## begin Data supplied

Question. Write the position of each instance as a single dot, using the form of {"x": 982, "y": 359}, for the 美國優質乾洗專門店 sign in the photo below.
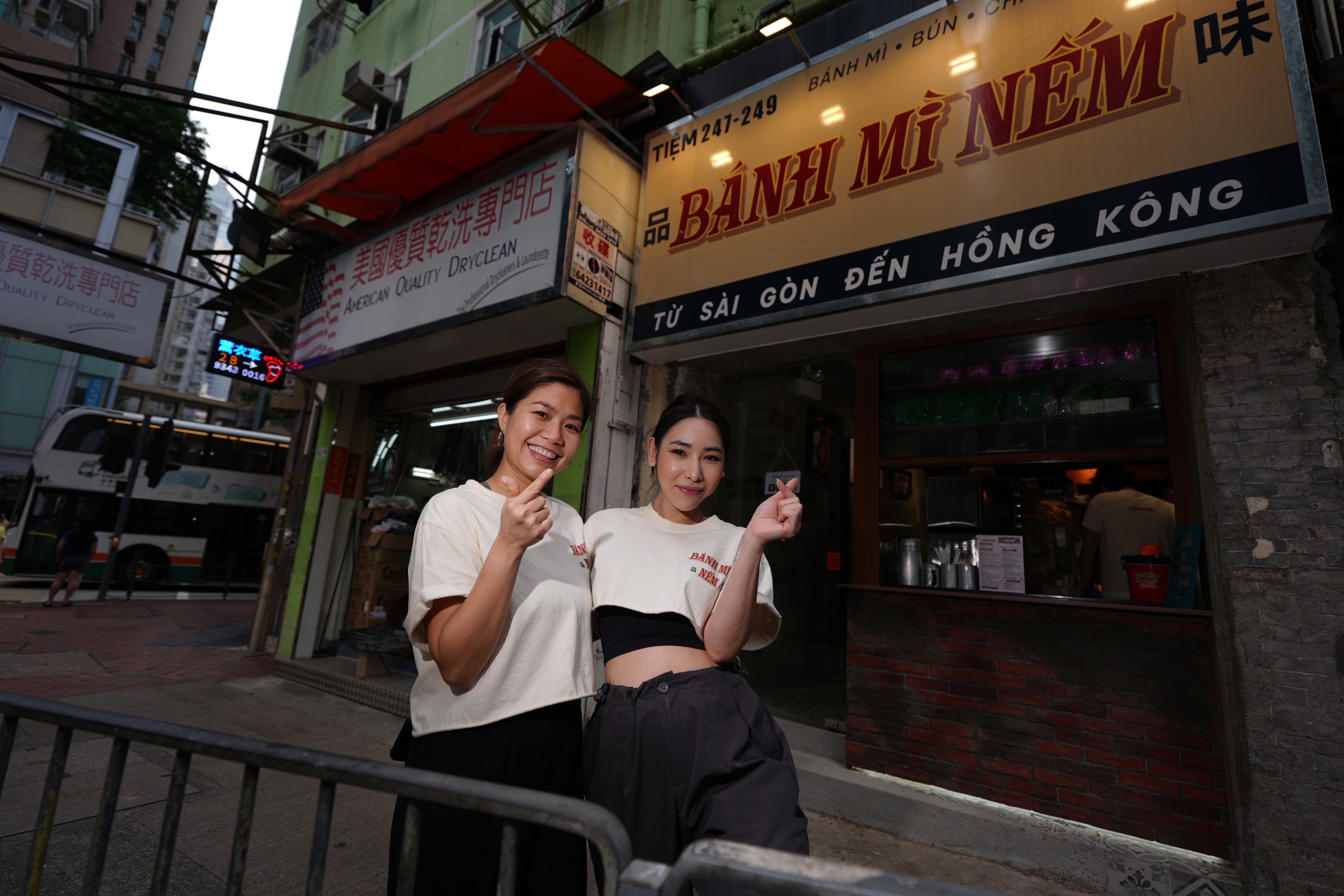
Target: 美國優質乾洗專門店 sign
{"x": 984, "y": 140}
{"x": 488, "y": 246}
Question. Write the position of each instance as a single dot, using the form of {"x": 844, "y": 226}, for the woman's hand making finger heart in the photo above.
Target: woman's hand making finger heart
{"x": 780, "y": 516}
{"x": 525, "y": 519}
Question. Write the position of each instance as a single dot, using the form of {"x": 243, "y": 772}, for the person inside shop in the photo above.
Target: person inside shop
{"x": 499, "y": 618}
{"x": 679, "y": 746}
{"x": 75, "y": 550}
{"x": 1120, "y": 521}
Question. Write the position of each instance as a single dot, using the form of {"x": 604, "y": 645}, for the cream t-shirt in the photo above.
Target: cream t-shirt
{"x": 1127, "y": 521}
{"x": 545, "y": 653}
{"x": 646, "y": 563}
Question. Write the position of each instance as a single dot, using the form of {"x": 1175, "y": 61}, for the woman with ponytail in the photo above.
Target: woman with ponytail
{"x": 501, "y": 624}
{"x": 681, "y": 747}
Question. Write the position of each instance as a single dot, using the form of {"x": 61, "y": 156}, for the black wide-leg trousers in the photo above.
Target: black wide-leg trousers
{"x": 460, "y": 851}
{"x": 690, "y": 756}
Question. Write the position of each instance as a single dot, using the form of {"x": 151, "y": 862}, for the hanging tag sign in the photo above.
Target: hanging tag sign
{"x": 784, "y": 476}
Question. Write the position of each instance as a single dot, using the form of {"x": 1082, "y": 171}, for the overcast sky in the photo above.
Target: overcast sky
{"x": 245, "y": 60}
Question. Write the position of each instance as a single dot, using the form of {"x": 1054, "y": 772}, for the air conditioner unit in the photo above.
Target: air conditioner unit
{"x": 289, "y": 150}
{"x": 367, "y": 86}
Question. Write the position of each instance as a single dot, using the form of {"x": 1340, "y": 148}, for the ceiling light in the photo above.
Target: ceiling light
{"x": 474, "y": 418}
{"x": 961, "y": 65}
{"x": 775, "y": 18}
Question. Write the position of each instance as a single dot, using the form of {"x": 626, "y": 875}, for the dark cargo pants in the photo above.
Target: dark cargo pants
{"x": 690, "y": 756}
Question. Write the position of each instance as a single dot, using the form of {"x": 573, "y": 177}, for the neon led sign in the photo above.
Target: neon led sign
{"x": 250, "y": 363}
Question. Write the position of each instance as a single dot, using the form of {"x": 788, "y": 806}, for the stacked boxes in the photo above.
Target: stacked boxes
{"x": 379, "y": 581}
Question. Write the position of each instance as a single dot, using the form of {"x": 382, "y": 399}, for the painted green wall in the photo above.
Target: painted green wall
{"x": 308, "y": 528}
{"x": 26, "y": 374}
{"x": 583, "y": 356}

## end Data supplied

*Request*
Rescale the part that opens with the line containing "wall in the photo above." and runs through the end of the rows by reproducing every line in it. Multiply only the x and y coordinates in the answers by 0.4, round each result to a whole number with halves rounded up, and leave all other lines and numbers unchanged.

*Solution for this exercise*
Question. Write the position of each instance as a single dot, using the form of {"x": 382, "y": 399}, for the painted green wall in the photo above.
Target: painted green wall
{"x": 123, "y": 211}
{"x": 10, "y": 150}
{"x": 233, "y": 142}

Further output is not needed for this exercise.